[RECORDED DATA start]

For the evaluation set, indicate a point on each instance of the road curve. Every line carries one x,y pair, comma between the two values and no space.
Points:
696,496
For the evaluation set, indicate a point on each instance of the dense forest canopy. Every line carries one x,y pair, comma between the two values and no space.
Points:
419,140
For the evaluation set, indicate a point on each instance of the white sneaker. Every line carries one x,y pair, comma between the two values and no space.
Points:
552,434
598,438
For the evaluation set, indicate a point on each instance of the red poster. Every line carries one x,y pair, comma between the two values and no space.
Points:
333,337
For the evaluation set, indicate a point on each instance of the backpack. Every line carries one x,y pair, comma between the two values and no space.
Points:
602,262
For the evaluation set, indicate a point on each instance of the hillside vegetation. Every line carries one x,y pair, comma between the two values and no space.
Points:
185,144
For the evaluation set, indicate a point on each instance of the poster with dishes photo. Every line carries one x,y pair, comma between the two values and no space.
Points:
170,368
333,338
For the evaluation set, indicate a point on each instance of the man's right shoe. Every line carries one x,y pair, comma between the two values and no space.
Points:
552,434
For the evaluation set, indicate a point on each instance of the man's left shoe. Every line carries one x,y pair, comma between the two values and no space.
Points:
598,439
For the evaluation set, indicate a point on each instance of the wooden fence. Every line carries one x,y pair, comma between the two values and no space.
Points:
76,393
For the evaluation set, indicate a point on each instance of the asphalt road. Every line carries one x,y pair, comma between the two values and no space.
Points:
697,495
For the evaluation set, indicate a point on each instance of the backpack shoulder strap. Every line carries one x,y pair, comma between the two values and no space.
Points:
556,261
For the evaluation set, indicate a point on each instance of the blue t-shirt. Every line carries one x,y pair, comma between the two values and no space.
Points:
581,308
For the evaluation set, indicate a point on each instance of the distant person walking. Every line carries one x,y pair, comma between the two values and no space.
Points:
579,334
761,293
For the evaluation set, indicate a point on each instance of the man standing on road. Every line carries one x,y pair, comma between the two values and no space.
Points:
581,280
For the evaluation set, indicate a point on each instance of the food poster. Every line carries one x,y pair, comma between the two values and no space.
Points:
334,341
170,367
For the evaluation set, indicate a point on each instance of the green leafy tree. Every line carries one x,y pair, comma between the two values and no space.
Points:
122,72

[RECORDED DATA end]

TASK BRIEF: From the line holding "of the blue" through the last line above, reproduce each line exactly and add nothing.

TASK RESPONSE:
For the evaluation set, indicate a point on each instance of the blue t-shirt. Every line carries one x,y pair, comma between the two values and no space.
Points:
581,308
For the evaluation set, indicate a point on each instance of the distant person walking. Every line carries one x,y pair, comma between the two values and no space.
Points:
579,334
761,293
For the evaluation set, indicate a point on each instance of the man standing on road. Every line carries one x,y pair, comma between the two values and no space.
Points:
581,280
For the evaluation set, indicate a point on each instance of the food poster. Every line carries one x,y pair, comma between the two values and no space.
Points:
334,341
170,367
For the evaluation set, indicate a point on each instance of the green leafy tree. Every line carries one x,y pair, comma between the two values and no space.
Points:
122,72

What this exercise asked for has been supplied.